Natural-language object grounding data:
━━━━━━━━
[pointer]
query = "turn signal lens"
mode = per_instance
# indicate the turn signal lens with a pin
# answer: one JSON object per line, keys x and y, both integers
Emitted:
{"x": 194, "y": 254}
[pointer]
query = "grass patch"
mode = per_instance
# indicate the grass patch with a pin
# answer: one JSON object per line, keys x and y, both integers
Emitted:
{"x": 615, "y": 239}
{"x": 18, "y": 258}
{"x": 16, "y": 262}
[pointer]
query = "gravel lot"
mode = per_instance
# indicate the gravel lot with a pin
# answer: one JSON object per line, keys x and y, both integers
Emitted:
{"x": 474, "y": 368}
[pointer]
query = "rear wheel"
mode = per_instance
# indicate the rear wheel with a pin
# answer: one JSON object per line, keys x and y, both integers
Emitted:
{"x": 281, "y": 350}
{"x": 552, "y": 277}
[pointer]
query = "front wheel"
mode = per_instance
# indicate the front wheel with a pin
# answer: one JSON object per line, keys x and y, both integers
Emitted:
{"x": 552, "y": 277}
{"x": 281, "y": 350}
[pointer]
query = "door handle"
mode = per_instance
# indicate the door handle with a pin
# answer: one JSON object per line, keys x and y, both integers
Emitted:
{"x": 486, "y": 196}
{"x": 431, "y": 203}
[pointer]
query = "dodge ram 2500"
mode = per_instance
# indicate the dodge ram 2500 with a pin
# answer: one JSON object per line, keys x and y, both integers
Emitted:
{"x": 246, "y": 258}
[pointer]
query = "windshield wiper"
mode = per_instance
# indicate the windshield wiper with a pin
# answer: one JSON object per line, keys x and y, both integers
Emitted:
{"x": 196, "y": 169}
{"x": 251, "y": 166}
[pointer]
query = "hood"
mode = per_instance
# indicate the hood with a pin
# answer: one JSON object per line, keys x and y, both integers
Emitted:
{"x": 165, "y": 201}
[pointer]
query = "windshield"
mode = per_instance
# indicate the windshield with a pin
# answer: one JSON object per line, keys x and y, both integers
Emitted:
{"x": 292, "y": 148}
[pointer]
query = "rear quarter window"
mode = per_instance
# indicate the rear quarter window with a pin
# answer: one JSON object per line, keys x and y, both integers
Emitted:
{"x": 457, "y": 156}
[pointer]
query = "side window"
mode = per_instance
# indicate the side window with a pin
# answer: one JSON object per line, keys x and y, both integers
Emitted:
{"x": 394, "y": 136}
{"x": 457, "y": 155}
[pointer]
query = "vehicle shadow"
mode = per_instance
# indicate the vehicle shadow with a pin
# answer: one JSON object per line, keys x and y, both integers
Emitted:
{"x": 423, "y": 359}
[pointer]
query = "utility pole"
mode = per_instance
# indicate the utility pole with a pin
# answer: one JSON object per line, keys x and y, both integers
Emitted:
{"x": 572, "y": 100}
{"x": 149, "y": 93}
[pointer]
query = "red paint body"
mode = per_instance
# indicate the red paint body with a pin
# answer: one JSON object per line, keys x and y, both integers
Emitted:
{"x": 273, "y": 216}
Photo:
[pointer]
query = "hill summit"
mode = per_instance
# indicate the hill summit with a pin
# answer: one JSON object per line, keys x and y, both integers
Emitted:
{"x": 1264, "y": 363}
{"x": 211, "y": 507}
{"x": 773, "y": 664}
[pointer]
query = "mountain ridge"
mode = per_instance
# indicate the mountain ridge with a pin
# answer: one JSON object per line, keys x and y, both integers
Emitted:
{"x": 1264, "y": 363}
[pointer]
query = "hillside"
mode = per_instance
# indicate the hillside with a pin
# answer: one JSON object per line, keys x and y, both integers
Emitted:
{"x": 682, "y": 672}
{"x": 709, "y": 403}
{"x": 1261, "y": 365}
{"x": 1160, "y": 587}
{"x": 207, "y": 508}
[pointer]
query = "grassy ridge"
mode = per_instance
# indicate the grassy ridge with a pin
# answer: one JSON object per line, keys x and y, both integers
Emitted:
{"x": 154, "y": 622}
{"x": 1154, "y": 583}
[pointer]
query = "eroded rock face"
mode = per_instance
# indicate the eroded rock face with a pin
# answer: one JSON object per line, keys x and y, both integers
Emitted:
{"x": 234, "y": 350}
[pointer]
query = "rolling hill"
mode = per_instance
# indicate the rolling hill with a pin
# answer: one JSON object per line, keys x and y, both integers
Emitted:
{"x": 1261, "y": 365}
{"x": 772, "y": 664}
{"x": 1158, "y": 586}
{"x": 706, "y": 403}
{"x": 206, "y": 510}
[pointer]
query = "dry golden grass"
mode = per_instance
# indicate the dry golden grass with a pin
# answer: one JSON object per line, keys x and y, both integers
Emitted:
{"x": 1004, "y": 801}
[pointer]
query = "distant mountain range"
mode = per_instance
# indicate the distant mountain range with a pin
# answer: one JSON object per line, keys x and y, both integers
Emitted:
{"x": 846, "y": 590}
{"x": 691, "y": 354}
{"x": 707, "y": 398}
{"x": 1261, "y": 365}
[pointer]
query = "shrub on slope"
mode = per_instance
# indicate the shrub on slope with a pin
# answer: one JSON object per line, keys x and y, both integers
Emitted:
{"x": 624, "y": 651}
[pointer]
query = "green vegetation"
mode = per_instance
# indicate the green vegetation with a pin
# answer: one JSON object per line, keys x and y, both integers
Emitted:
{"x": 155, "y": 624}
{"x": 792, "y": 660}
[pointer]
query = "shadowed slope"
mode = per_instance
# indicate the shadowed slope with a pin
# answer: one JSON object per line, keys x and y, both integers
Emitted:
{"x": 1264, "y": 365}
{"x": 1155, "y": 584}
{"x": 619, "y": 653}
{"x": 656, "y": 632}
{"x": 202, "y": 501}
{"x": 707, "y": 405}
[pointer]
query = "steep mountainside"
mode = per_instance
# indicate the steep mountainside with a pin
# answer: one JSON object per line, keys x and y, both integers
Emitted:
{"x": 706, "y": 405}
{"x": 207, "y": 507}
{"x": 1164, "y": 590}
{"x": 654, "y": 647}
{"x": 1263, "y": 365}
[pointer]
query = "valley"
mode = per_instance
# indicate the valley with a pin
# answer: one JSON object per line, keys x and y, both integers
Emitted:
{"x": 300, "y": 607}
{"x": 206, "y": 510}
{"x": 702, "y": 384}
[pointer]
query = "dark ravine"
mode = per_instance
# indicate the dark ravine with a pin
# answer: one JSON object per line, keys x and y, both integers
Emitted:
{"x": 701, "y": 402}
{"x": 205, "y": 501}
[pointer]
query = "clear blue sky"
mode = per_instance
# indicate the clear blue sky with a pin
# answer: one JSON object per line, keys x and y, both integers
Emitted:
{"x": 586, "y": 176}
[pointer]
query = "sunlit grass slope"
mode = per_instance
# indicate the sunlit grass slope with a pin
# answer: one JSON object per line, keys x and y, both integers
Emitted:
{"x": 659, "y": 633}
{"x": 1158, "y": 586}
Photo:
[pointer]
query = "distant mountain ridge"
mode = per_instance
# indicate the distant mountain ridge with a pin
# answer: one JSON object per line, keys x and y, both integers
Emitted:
━━━━━━━━
• **What to do**: Look through the entries and return each line that has the word "valley" in it.

• **Expected answer**:
query = "valley"
# indicate the valley with a pin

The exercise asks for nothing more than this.